Coordinate annotation records
━━━━━━
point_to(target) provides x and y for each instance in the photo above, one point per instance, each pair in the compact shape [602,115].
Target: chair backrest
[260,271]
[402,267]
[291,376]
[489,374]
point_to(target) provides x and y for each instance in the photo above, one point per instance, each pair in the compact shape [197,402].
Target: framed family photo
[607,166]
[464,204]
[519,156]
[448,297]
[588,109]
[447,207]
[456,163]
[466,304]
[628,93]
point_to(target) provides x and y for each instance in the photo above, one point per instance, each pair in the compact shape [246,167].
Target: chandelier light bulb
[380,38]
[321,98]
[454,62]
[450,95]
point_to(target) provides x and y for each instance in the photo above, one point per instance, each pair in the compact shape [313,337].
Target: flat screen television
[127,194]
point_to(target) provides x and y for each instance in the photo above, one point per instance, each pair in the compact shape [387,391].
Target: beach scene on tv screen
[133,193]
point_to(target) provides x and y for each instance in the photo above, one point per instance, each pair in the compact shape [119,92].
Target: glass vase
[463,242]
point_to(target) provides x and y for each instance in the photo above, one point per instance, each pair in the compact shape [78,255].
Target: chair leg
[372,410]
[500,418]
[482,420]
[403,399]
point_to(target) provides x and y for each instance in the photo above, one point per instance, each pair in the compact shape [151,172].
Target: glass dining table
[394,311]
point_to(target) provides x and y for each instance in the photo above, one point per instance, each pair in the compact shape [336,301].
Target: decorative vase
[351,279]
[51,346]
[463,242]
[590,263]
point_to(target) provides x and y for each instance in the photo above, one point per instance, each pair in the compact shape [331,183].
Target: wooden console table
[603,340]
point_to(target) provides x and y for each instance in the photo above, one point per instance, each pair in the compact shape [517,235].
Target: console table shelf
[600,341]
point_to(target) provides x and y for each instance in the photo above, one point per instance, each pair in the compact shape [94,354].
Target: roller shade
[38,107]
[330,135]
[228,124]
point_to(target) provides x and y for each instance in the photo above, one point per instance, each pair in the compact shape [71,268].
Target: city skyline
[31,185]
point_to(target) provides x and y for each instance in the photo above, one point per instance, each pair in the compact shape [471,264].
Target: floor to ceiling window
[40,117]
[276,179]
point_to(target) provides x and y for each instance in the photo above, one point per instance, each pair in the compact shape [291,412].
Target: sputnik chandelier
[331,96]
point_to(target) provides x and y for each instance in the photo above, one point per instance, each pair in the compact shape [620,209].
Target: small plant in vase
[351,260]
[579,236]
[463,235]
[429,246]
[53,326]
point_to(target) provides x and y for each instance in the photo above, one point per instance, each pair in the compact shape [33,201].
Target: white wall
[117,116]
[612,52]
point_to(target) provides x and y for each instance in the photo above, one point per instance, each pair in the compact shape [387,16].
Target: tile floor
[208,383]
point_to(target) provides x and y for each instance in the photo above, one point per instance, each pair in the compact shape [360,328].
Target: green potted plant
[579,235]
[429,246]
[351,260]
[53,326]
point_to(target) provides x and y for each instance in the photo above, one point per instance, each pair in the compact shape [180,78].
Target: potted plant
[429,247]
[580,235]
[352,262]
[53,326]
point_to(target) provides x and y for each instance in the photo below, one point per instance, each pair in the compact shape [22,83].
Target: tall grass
━━━━━━
* _Required task_
Recast the records as a numbered list, starting at the line that contains "compact shape [22,83]." and running through the last line of the records, with both ends included. Leave out any blank lines.

* _Written answer_
1. point_to(target) provides x and y for each instance in the photo below, one point per instance, each pair in the compact shape [22,83].
2. Target: tall grass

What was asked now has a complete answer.